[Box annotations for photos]
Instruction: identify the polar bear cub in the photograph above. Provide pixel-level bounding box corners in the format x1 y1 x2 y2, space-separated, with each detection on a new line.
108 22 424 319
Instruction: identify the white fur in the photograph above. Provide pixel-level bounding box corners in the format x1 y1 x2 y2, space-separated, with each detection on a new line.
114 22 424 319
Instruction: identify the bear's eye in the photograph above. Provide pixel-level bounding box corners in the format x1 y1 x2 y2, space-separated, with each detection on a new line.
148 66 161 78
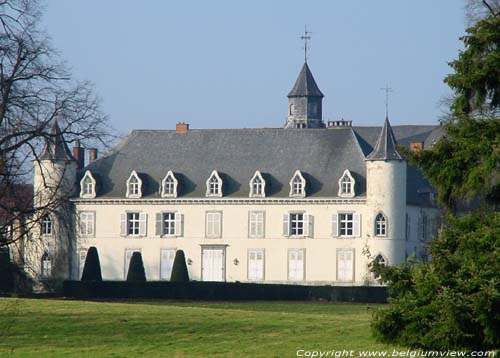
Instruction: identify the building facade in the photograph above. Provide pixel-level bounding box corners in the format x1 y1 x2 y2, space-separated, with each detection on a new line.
27 63 440 285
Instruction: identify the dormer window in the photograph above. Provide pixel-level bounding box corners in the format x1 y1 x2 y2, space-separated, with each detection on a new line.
250 170 266 198
206 170 222 197
161 170 178 198
80 170 96 198
127 170 142 199
338 169 356 198
290 170 306 198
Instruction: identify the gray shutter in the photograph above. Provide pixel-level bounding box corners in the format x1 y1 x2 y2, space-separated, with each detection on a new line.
120 213 127 236
139 213 148 236
283 214 290 237
352 213 361 237
155 213 163 236
332 213 339 237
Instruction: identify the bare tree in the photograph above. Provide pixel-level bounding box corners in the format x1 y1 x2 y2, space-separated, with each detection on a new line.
0 0 110 262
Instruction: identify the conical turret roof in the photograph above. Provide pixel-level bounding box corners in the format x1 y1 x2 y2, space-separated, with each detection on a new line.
288 62 324 97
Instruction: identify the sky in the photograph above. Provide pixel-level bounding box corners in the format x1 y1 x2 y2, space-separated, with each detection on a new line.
43 0 465 134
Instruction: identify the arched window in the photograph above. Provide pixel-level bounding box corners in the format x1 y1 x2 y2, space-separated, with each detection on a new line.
206 170 222 197
161 170 178 198
338 169 356 198
80 170 96 198
40 251 52 278
290 170 306 198
375 213 387 236
250 170 266 198
127 170 142 198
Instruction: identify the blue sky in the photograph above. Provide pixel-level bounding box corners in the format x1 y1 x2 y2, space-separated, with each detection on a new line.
44 0 465 133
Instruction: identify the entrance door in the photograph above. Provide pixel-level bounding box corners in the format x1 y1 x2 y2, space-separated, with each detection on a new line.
201 248 226 281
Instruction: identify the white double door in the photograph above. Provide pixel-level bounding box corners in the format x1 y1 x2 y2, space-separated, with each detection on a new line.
201 247 226 281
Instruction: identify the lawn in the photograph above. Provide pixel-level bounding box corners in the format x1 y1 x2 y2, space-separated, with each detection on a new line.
0 298 398 357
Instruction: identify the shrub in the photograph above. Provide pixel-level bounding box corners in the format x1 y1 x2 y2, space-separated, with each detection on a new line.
82 246 102 281
127 251 146 282
170 250 189 282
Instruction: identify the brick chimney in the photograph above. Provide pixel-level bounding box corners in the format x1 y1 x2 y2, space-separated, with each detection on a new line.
410 142 424 152
89 148 97 163
73 140 85 169
175 122 189 133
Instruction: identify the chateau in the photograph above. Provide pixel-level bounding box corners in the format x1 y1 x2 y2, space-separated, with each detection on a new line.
26 63 441 285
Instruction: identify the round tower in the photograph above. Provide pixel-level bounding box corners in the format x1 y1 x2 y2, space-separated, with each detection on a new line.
366 118 406 265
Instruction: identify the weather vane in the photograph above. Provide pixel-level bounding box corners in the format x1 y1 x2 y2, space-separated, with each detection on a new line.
300 25 311 62
381 85 392 118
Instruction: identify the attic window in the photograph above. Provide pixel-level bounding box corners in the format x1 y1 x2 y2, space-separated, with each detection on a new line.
80 170 96 198
206 170 222 197
250 170 266 198
161 170 179 198
338 169 356 198
290 170 306 198
127 170 142 199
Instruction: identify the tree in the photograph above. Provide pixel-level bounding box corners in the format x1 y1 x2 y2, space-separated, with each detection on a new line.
81 246 102 281
0 0 109 252
127 251 146 282
170 250 189 282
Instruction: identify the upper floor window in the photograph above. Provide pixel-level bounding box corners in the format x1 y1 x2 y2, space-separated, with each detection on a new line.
127 170 142 198
250 170 266 198
375 213 387 236
80 170 96 198
161 170 178 198
290 170 306 198
40 215 53 236
338 169 355 198
206 170 222 197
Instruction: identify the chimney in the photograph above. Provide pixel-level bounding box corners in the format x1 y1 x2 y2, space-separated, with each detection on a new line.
89 148 97 163
410 142 424 152
175 122 189 133
73 140 85 169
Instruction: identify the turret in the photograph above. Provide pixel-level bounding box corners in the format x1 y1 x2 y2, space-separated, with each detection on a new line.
366 118 406 265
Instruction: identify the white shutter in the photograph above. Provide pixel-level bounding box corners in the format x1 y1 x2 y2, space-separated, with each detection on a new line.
332 213 339 237
155 213 163 236
352 213 361 237
139 213 148 236
283 214 290 236
120 213 127 236
174 213 184 236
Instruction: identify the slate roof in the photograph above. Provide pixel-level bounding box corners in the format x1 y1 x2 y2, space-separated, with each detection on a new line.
288 62 324 97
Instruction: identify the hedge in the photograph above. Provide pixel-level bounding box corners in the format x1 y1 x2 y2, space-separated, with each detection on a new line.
63 281 387 303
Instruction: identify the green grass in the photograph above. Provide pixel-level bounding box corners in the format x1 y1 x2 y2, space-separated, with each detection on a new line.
0 298 398 357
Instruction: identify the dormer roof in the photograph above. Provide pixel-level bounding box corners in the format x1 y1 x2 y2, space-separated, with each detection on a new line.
288 62 324 97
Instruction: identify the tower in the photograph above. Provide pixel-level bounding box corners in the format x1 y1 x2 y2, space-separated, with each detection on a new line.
366 117 406 265
285 62 324 128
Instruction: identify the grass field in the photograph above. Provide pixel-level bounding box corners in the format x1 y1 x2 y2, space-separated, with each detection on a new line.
0 298 398 357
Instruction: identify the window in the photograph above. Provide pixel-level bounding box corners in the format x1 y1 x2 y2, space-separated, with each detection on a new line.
78 211 95 237
161 170 178 198
160 249 175 280
338 169 355 198
127 170 142 198
283 212 314 237
40 251 52 278
248 211 265 238
375 213 387 236
156 211 184 237
248 249 264 281
332 213 361 237
120 212 147 237
290 170 306 198
80 170 96 198
206 170 222 197
206 211 222 238
288 249 305 281
250 170 266 198
40 215 52 236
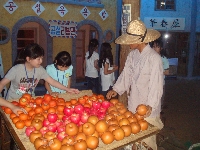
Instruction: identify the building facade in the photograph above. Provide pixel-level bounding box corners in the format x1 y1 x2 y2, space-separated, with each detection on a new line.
0 0 122 88
140 0 200 78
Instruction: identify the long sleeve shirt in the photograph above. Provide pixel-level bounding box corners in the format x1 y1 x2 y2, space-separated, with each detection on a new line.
113 45 163 118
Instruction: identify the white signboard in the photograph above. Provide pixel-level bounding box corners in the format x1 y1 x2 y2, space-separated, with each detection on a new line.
99 9 108 20
49 20 77 38
3 0 18 14
121 4 131 34
56 4 68 17
80 7 91 19
144 17 185 30
32 1 45 16
0 52 7 98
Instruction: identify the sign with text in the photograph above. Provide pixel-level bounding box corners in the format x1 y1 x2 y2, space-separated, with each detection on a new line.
56 4 68 17
32 1 45 16
99 9 108 20
49 20 77 38
3 0 18 14
144 17 185 30
80 6 91 19
121 4 131 33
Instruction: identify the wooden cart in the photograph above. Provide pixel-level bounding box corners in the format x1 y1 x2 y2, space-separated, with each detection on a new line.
0 92 159 150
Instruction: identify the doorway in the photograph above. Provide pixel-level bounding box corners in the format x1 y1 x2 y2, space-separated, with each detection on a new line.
76 24 98 83
17 22 47 67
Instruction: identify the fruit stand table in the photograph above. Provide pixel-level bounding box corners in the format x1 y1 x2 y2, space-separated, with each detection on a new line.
0 92 159 150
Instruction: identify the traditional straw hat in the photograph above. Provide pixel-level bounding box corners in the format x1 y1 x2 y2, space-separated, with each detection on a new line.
115 20 160 45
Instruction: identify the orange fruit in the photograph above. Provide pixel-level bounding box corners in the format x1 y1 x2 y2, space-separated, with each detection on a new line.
4 107 12 114
19 113 28 120
15 120 25 129
48 107 56 113
10 113 17 120
12 117 20 124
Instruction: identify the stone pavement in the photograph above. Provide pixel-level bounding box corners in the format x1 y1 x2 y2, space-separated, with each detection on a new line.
35 79 200 150
157 79 200 150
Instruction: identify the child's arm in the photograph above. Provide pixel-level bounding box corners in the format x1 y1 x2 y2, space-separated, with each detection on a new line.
44 81 52 94
163 69 169 75
0 97 27 116
0 78 10 92
67 77 71 88
94 59 99 71
45 77 79 94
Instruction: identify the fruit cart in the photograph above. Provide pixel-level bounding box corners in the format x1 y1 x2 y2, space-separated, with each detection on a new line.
0 91 159 150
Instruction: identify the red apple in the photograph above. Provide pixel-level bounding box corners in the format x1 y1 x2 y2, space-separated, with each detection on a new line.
70 113 81 124
55 120 63 127
63 106 74 116
47 113 58 123
25 126 36 136
57 131 67 141
81 112 90 123
101 101 110 109
62 116 70 121
74 104 84 115
84 107 90 114
57 124 65 133
47 123 57 132
40 127 49 135
43 119 50 127
92 102 101 110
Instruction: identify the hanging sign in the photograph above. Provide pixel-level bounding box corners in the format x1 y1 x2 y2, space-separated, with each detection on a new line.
80 6 91 19
121 4 131 34
99 9 108 20
3 0 18 14
0 52 7 98
144 17 185 30
49 20 77 38
56 4 68 17
32 1 45 16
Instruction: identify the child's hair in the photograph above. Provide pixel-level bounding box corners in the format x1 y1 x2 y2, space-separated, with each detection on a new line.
54 51 72 67
87 39 99 59
14 43 44 65
99 42 113 68
150 39 167 57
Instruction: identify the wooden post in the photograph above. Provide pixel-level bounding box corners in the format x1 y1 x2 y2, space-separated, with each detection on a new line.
119 0 140 106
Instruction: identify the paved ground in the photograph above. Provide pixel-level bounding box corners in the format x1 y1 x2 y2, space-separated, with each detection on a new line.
158 80 200 150
33 79 200 150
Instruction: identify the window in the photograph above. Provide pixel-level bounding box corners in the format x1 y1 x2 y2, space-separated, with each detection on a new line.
155 0 176 11
0 25 10 44
17 29 36 50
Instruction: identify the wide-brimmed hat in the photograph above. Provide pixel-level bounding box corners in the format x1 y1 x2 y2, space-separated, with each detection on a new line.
115 20 160 45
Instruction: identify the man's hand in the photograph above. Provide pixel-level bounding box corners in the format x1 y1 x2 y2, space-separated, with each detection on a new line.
10 105 27 116
67 88 80 94
50 92 59 97
144 105 152 118
106 90 117 99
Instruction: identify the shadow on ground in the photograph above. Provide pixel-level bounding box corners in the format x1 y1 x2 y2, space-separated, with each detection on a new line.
36 79 200 150
157 80 200 150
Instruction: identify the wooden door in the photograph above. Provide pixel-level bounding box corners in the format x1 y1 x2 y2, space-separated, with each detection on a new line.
76 30 85 82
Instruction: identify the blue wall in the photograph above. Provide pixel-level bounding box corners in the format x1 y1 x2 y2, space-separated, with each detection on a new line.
140 0 200 32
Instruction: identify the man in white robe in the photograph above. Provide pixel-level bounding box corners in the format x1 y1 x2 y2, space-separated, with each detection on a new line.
106 20 163 150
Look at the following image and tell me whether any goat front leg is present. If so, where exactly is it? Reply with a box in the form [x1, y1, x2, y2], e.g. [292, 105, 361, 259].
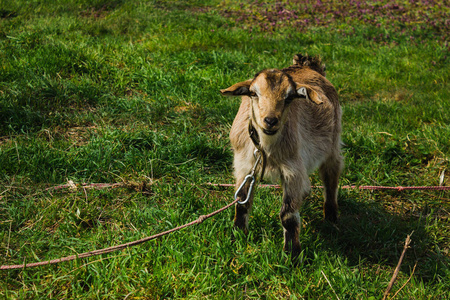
[280, 176, 310, 260]
[319, 155, 343, 223]
[234, 179, 254, 234]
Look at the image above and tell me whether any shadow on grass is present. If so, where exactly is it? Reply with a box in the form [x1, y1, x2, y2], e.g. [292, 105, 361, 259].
[304, 194, 450, 281]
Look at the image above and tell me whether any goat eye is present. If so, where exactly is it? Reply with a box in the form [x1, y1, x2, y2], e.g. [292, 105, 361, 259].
[284, 95, 295, 104]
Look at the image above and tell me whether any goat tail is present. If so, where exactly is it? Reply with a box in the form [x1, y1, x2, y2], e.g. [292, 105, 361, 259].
[293, 53, 325, 76]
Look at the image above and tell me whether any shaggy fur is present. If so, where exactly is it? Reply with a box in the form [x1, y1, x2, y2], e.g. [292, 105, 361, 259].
[221, 54, 343, 258]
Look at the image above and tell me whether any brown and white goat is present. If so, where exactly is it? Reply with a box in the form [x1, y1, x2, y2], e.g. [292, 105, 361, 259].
[221, 54, 343, 258]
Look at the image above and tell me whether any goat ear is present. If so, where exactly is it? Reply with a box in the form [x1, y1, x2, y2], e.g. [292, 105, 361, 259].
[220, 79, 253, 96]
[297, 84, 323, 104]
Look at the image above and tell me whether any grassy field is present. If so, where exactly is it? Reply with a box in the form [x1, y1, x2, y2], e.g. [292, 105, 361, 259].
[0, 0, 450, 299]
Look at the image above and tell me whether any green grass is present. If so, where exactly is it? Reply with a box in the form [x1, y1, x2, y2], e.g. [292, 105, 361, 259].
[0, 0, 450, 299]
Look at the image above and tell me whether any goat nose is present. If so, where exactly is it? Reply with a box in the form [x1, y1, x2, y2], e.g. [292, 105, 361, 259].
[264, 117, 278, 127]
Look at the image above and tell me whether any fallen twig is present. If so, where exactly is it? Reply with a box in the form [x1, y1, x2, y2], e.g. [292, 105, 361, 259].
[383, 233, 412, 300]
[389, 261, 417, 300]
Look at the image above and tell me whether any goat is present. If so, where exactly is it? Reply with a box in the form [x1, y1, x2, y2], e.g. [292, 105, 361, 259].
[221, 54, 343, 259]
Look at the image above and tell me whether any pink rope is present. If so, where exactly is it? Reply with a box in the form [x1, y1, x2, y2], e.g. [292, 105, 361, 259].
[208, 182, 450, 191]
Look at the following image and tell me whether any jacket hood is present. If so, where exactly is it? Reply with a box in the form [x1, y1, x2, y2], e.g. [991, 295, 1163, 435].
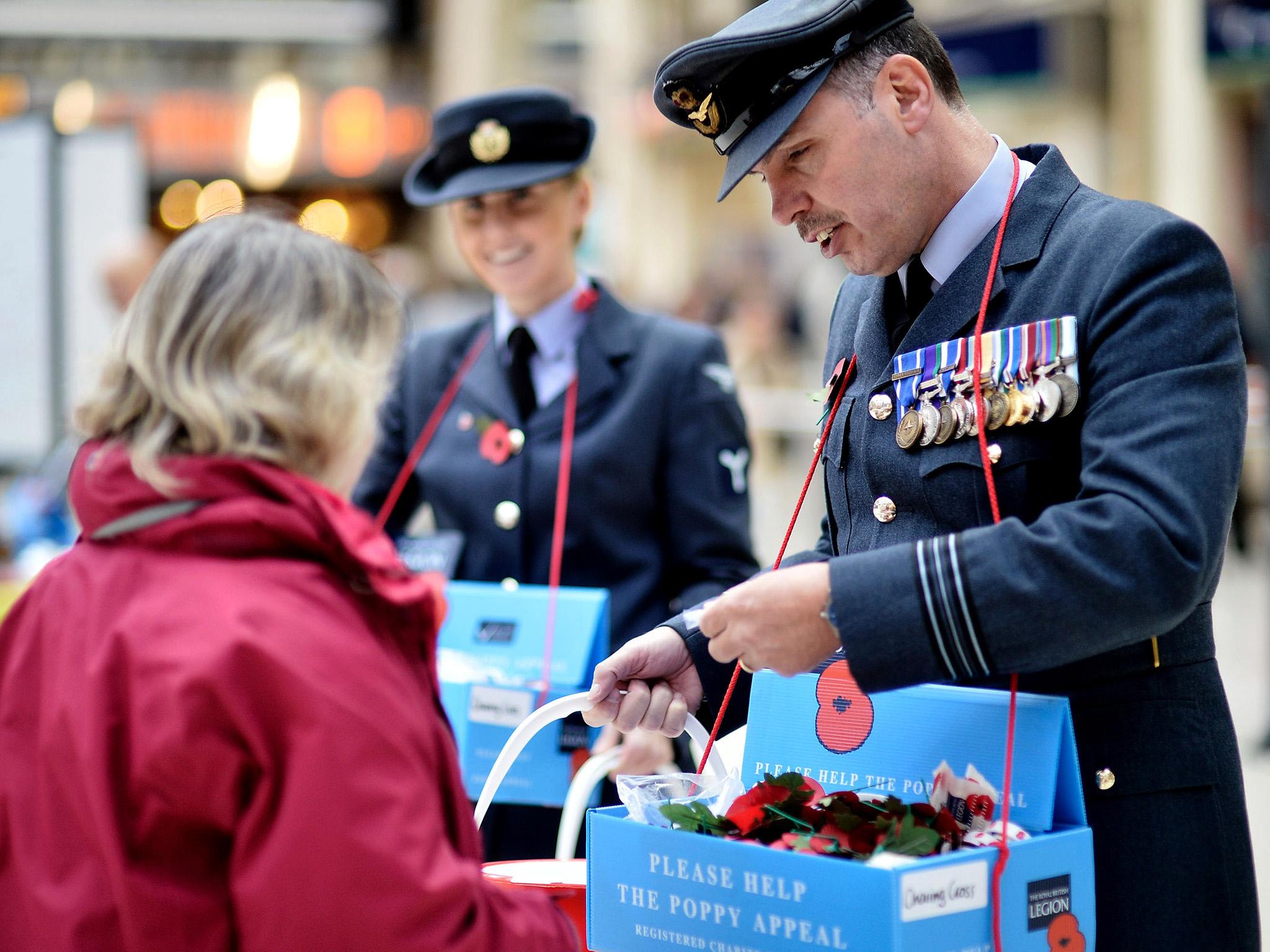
[70, 442, 445, 627]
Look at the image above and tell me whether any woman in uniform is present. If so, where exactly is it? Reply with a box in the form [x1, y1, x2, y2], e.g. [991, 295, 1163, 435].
[354, 89, 756, 858]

→ Written instruction: Rewrite everything from the line containing "Instruction: identify the fruit stand" down to the line containing "0 91 159 150", putting "locate" wherever "identify" appears and changing nothing else.

→ Result of the exercise:
Instruction: locate the fruit stand table in the photograph above. Provide pixel-level bounding box corners in the format x1 y1 x2 y2, space-separated, with each detection on a new line.
0 92 159 150
Instruction: locate the traditional straw hat in the photograph above. Provide pixel-level bounding box corners in the format x1 y1 x2 y2, space-separated, with each detection on a new line.
115 20 160 45
Instruction: locate the orange fruit in the photograph above. Provide pixel-level bounding box corners in the format x1 y1 x2 y2, space-separated, with each detection on a new line.
4 107 12 114
19 113 28 120
15 120 25 129
48 107 56 113
10 113 17 120
12 117 20 124
Instruction: locate the stone pavement in the photograph above. Provide pixel-level bounding box corners in the format x1 y1 x2 y2, space-separated, with each detection on a new line.
35 79 200 150
157 79 200 150
Instruction: locate the child's arm in the photograph above. Provide pixel-level bounding box corners in the format x1 y1 x2 y2, space-separated, with each detection on a new line.
44 81 52 94
163 69 169 75
0 97 27 116
0 78 10 92
67 77 71 88
94 59 99 71
45 77 79 94
Instruction: locate the fruit cart in the photograph above. Provide pixel-level bounding box corners in the format x1 y1 x2 y2, space-separated, with each detection on a new line.
0 91 159 150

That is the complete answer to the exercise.